Per me il femminismo o è inclusivo o non è.

E’ assolutamente scontato che le donne trans, come anche gli uomini trans e gli uomini cis possano ed anzi debbano partecipare attivamente al movimento femminista.

Ma credo sia necessario fare un passo indietro e cercare di confutare non solo la mia tesi, ma anche l’antitesi, guardando al passato ed alla storia del movimento.

In principio, nella primissima ondata del femminismo, le donne non erano libere di lavorare, di essere se stesse, né di decidere per se stesse senza un uomo. Un clima ben diverso da quella in cui ci troviamo ora, da cui son passate ormai quasi quattro ondate.

Questo femminismo era focalizzato proprio nell’acquisizione dei diritti fondamentali della donna come quello di lavorare, votare, divorziare o vestirsi come volevano senza che un uomo decidesse per loro. La presenza dell’uomo nelle loro vite era invadente e onnipresente: la necessità di creare luoghi sicuri di sole donne fu per loro quindi un primo passo verso l’emancipazione femminile, perché libere dal costante controllo e sguardo maschile.

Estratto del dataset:
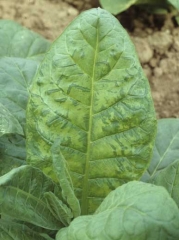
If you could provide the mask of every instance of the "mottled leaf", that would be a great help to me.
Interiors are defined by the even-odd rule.
[[[48,208],[54,217],[62,222],[64,226],[68,226],[73,218],[70,208],[65,205],[59,198],[52,192],[44,193],[44,198],[47,201]]]
[[[177,240],[179,210],[163,187],[129,182],[112,191],[94,215],[80,216],[56,240]]]
[[[43,193],[55,184],[41,171],[21,166],[0,177],[0,213],[34,225],[58,230],[62,226],[50,212]]]
[[[150,182],[165,187],[179,207],[179,160],[159,171]]]
[[[0,138],[0,176],[26,163],[25,139],[20,135]]]
[[[0,220],[0,239],[2,240],[45,240],[45,238],[40,234],[32,231],[25,225],[12,222]],[[50,238],[49,238],[50,239]],[[52,239],[51,239],[52,240]]]
[[[18,120],[0,103],[0,137],[7,133],[23,135],[23,129]]]
[[[72,180],[69,174],[67,162],[60,151],[60,142],[55,140],[51,148],[53,169],[62,189],[62,197],[68,203],[73,216],[77,217],[81,213],[80,204],[75,196]]]
[[[32,60],[0,58],[0,103],[11,112],[23,128],[29,86],[37,67],[38,62]]]
[[[105,10],[83,12],[34,78],[28,163],[58,181],[50,149],[60,138],[82,214],[92,213],[111,190],[140,178],[155,131],[149,83],[126,31]]]
[[[141,180],[149,181],[177,160],[179,160],[179,119],[160,119],[153,158]]]
[[[50,42],[37,33],[14,21],[0,20],[0,57],[40,58],[49,46]]]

Problema posto: Trascrivi il passo del testo sul femminismo che comincia con "Questo femminismo era" e finisce con "e sguardo maschile.".

Risultato del compito:
Questo femminismo era focalizzato proprio nell’acquisizione dei diritti fondamentali della donna come quello di lavorare, votare, divorziare o vestirsi come volevano senza che un uomo decidesse per loro. La presenza dell’uomo nelle loro vite era invadente e onnipresente: la necessità di creare luoghi sicuri di sole donne fu per loro quindi un primo passo verso l’emancipazione femminile, perché libere dal costante controllo e sguardo maschile.